◆ Do this ◆
Below, find the line containing "of the window" and render it and every line after it, through the last of the rows, as a JSON list of strings with one string per line and blank lines left out.

◆ Input for this task ◆
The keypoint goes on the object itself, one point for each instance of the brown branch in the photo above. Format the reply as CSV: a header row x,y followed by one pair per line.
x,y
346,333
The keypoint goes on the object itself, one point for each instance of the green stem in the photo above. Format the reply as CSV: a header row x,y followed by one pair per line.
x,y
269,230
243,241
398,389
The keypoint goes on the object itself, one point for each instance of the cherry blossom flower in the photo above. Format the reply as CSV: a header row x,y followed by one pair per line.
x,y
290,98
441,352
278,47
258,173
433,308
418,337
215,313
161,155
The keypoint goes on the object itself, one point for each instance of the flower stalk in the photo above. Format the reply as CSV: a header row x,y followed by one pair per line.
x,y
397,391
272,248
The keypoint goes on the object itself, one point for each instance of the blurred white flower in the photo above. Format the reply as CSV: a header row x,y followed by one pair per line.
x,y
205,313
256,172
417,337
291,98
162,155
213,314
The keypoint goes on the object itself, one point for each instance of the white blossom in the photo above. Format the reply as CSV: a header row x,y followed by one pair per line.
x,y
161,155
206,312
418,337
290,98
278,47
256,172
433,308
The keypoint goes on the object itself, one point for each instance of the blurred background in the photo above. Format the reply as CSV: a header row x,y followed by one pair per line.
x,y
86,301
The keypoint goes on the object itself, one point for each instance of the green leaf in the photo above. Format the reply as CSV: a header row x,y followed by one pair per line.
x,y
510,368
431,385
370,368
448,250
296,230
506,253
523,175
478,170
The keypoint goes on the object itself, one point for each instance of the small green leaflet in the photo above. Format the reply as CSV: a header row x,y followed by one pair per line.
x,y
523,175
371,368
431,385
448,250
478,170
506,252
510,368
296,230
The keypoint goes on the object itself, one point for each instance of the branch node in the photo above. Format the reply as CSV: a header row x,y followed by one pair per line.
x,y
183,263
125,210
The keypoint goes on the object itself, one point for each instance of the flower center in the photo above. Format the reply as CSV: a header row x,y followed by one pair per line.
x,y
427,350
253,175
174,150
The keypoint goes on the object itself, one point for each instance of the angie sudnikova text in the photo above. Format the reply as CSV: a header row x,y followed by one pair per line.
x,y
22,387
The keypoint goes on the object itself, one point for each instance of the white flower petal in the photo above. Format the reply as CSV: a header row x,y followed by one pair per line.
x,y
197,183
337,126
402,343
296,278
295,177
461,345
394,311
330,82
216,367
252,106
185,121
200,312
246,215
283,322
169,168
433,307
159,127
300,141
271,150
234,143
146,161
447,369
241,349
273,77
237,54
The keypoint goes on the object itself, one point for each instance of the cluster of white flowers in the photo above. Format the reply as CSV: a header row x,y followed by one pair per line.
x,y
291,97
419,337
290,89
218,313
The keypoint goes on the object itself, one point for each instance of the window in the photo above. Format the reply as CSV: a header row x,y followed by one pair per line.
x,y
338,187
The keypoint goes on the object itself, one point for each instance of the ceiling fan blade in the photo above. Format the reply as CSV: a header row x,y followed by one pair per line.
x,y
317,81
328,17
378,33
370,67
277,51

◆ Response to this task ◆
[
  "The keypoint goes on the object itself, one point for each instance of the window in the photo above. Format the reply as CSV: a header row x,y followed by one pair per line.",
  "x,y",
  "338,187",
  "The keypoint goes on the object itself, one point for each instance of the ceiling fan blade in the photo above. Format the reply as CSV: a header row x,y followed by one pair per line.",
  "x,y",
  "317,81",
  "328,17",
  "378,33",
  "370,67",
  "277,51"
]